-- START OF Input data --

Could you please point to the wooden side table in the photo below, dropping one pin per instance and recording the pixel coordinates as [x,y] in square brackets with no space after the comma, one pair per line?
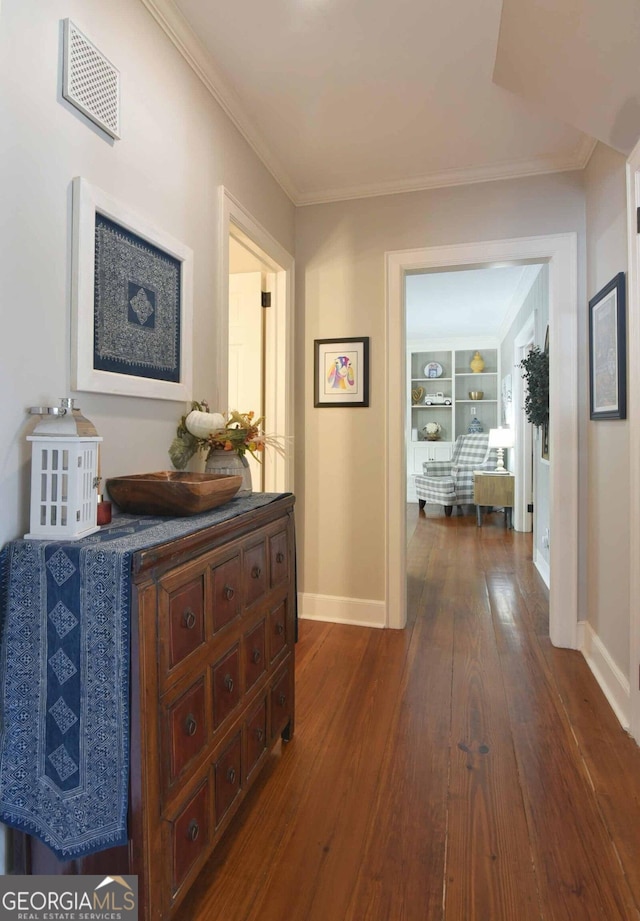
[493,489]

-- END OF Input data --
-- START OF Input data --

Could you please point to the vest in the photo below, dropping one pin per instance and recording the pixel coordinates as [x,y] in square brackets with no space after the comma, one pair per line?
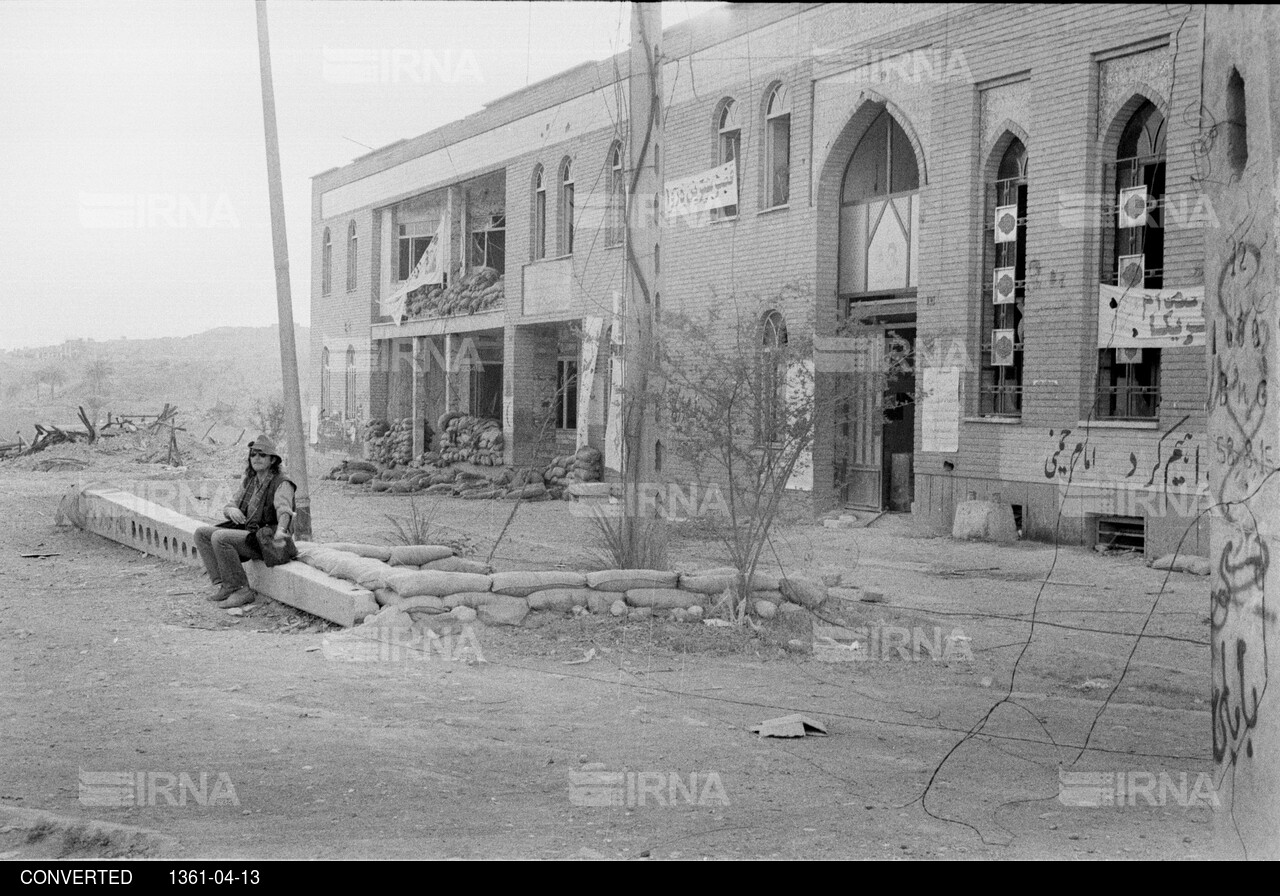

-- END OF Input data --
-- START OF Input data --

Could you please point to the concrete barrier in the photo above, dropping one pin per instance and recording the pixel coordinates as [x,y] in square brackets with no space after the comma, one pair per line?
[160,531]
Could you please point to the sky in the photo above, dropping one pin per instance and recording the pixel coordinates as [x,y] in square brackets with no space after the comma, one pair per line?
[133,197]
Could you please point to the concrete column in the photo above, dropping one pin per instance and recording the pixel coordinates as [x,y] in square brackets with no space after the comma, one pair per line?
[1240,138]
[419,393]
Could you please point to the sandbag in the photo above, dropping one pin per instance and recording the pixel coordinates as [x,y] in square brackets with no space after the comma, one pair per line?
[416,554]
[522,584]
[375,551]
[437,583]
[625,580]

-- END OF Input data --

**Stated problem:**
Report every line above that contains the word "below", copying each such line in full.

**Answer to this exercise:**
Could you please point to the wooden side table in the photo below, dropping one pin per instance and recording the pixel coordinates as [x,y] in square brackets with no space after the comma, one pair per line?
Could you please point to the vest in the photo below, dropping one pin per instance and recording the pixel coordinates as [x,y] in square brackets with no space after the comma, one pair per line?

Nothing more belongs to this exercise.